> _Provided records_
··········
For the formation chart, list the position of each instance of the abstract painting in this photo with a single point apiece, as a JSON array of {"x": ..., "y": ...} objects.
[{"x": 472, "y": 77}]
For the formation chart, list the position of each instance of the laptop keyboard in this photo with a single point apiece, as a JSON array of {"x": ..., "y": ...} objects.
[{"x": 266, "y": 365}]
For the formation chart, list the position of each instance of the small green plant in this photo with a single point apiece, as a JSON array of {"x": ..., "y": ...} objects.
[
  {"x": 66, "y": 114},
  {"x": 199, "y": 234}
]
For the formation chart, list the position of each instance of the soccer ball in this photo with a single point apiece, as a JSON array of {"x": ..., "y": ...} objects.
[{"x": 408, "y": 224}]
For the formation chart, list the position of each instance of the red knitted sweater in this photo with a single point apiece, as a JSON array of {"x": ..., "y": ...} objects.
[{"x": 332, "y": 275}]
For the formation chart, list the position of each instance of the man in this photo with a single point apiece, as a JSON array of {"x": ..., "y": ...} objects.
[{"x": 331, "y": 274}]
··········
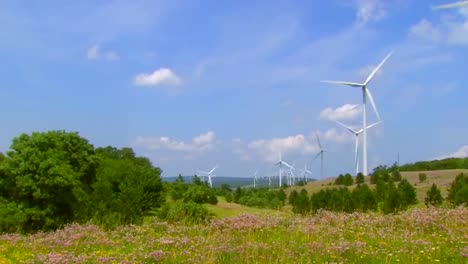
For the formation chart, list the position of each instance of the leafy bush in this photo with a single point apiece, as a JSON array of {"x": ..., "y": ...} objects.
··········
> _Direction_
Pull out every line of the rows that contains the string 'single' and copy each one.

> _Result_
For the formation chart, list the position of each instance of the abstract painting in this photo with a single point apiece, as a JSON array of {"x": ..., "y": ...} objects.
For the formation chart, list the position of each instance of the laptop keyboard in this photo with a single point apiece, as a JSON array of {"x": ..., "y": ...} objects.
For the formation chart, list the position of each instance of the small green plant in this photo with a single point apiece, as a JSON array of {"x": ..., "y": ...} objects.
For the formation chart, list the position of each instance of the soccer ball in this photo with a single point apiece, as a JSON array of {"x": ..., "y": ...} objects.
For the formation chart, list the position of each instance of the red knitted sweater in this photo with a single point apiece, as a JSON array of {"x": ..., "y": ...} objects.
For the formation chart, list the position of each instance of the man in this photo with a single point apiece, as a JSON array of {"x": ..., "y": ...} objects.
For the formation chart, list the position of each instance of the leafy bush in this photo with a single point apiece, as a JSON array of {"x": ..., "y": ...} objects.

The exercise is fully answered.